OBJECTIVE
Copy out every record precisely.

Spatial annotation records
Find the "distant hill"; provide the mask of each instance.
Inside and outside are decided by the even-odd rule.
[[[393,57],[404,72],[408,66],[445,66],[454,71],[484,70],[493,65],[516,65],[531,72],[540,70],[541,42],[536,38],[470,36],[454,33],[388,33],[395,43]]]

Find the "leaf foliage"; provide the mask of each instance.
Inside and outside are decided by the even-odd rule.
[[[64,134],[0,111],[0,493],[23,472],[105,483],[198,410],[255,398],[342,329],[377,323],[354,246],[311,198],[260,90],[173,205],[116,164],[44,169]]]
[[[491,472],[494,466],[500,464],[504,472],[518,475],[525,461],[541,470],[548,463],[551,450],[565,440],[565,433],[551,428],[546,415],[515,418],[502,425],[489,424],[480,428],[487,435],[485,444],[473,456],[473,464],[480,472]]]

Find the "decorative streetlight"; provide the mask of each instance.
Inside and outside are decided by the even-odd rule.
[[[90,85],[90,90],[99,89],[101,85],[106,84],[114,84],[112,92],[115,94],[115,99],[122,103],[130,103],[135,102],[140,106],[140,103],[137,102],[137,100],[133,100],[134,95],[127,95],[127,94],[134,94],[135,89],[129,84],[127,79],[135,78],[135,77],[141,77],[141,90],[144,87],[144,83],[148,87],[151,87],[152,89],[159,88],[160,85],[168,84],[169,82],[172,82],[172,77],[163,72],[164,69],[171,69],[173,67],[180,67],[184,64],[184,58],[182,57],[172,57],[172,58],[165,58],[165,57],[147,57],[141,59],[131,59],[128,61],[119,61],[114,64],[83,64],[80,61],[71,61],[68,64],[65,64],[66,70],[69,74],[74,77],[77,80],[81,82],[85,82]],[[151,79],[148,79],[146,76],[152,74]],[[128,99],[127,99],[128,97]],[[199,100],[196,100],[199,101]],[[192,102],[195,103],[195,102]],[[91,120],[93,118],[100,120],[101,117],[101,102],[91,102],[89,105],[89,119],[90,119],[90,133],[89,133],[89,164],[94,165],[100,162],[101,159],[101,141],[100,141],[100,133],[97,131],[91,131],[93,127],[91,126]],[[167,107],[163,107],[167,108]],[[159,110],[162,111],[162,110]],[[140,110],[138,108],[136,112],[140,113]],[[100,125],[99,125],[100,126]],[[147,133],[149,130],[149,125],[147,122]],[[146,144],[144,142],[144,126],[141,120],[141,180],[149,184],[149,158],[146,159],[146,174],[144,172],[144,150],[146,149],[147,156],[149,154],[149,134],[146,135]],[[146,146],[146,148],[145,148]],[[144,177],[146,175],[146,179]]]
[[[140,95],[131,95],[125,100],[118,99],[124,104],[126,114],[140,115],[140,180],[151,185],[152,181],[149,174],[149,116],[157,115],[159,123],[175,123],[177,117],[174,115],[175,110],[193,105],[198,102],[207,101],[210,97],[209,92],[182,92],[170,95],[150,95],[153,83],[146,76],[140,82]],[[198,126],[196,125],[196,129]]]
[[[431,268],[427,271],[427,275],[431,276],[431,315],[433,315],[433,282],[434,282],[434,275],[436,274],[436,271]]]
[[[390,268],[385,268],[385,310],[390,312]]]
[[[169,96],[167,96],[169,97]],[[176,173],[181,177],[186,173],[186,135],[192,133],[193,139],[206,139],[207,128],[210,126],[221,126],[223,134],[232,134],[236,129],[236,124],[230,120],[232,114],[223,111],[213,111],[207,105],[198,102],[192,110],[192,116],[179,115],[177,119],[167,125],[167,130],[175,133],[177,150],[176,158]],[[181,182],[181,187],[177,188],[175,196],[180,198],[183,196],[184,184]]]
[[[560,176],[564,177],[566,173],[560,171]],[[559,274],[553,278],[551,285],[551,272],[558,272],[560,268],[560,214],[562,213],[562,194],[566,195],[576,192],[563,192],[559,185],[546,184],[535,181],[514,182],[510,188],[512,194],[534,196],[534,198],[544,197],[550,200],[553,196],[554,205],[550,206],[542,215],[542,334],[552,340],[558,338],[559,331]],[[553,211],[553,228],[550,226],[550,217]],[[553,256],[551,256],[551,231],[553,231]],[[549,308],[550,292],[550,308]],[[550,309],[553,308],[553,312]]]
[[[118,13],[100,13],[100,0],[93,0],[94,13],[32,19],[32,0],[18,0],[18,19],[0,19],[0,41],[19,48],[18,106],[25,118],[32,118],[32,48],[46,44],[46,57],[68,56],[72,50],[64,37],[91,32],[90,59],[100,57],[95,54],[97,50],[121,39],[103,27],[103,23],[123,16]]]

CORRECT RESPONSE
Find the "distant hill"; provide the mask of each instance.
Inside and outside are decided by the even-odd rule.
[[[393,57],[404,72],[408,66],[445,66],[454,71],[484,70],[493,65],[516,65],[531,72],[540,70],[541,42],[536,38],[470,36],[454,33],[388,33],[395,43]]]

Find the "leaf foliage"; provide the mask of each instance.
Inside and outside are decided by the even-odd rule.
[[[64,134],[0,111],[0,493],[23,472],[105,483],[198,410],[255,398],[342,329],[377,323],[354,246],[311,198],[260,90],[173,205],[116,164],[44,169]]]
[[[491,472],[494,466],[500,464],[504,472],[518,475],[525,461],[541,470],[548,463],[551,450],[565,440],[565,433],[551,428],[546,415],[515,418],[502,425],[489,424],[480,428],[487,435],[485,444],[473,456],[473,464],[480,472]]]

Find the "decorative streetlight"; provide the mask of each instance.
Inside and outside are decided by the even-odd rule.
[[[90,85],[90,90],[99,89],[101,85],[106,84],[114,84],[112,92],[115,94],[115,99],[122,103],[130,103],[135,102],[140,106],[140,103],[137,102],[137,100],[133,100],[134,95],[127,95],[127,94],[134,94],[135,89],[129,84],[127,79],[135,78],[135,77],[141,77],[141,90],[144,87],[144,83],[148,87],[151,87],[152,89],[159,88],[160,85],[168,84],[169,82],[172,82],[172,77],[163,72],[164,69],[171,69],[173,67],[180,67],[184,64],[184,58],[182,57],[172,57],[172,58],[165,58],[165,57],[147,57],[141,59],[131,59],[128,61],[119,61],[114,64],[83,64],[80,61],[71,61],[68,64],[65,64],[66,70],[69,74],[74,77],[77,80],[81,82],[85,82]],[[151,79],[148,79],[146,76],[152,74]],[[128,99],[127,99],[128,97]],[[199,100],[196,100],[199,101]],[[192,102],[195,103],[195,102]],[[91,120],[93,118],[100,120],[101,117],[101,102],[91,102],[89,105],[89,119],[90,119],[90,133],[89,133],[89,164],[94,165],[100,162],[101,159],[101,141],[100,141],[100,133],[97,131],[91,131],[93,127],[91,126]],[[167,107],[163,107],[167,108]],[[159,110],[162,111],[162,110]],[[140,110],[138,108],[136,112],[140,113]],[[100,125],[99,125],[100,126]],[[147,133],[149,130],[149,125],[147,122]],[[146,144],[144,142],[144,126],[141,120],[141,180],[149,184],[149,158],[146,159],[146,174],[144,172],[144,150],[146,149],[147,156],[149,154],[149,134],[146,135]],[[146,146],[146,148],[145,148]],[[144,177],[146,175],[146,179]]]
[[[140,95],[131,95],[125,100],[118,99],[124,104],[126,114],[140,115],[140,180],[151,185],[152,181],[149,174],[149,116],[157,115],[159,123],[175,123],[177,117],[174,115],[175,110],[193,105],[198,102],[207,101],[210,97],[209,92],[182,92],[170,95],[150,95],[153,83],[146,76],[140,82]],[[198,126],[196,125],[196,129]]]
[[[431,268],[427,271],[427,275],[431,276],[431,315],[433,315],[433,282],[434,282],[434,275],[436,274],[436,271]]]
[[[390,268],[385,268],[385,310],[390,312]]]
[[[169,96],[167,96],[169,97]],[[176,173],[181,177],[186,173],[186,135],[192,133],[193,139],[206,139],[207,128],[210,126],[221,126],[223,134],[232,134],[236,129],[236,124],[230,120],[232,114],[223,111],[213,111],[207,105],[198,102],[192,110],[192,116],[179,115],[177,119],[167,125],[167,130],[175,133],[177,150],[176,158]],[[181,182],[181,187],[177,188],[175,196],[180,198],[183,196],[184,184]]]
[[[560,176],[564,177],[566,173],[560,171]],[[559,274],[553,278],[551,285],[551,272],[558,272],[560,268],[560,214],[562,213],[562,194],[566,195],[576,192],[563,192],[559,185],[546,184],[535,181],[514,182],[510,188],[512,194],[534,196],[534,198],[544,197],[550,200],[553,196],[554,205],[550,206],[542,215],[542,334],[552,340],[558,338],[559,331]],[[553,211],[553,228],[550,226],[550,217]],[[553,256],[551,256],[551,231],[553,231]],[[549,308],[550,292],[550,308]],[[550,309],[553,308],[553,312]]]
[[[118,13],[100,13],[100,0],[93,0],[94,13],[32,19],[32,0],[18,0],[18,19],[0,19],[0,41],[19,48],[18,106],[25,118],[32,118],[32,48],[46,44],[46,57],[68,56],[72,50],[64,37],[91,32],[90,59],[100,57],[95,54],[97,50],[121,39],[103,27],[103,23],[123,16]]]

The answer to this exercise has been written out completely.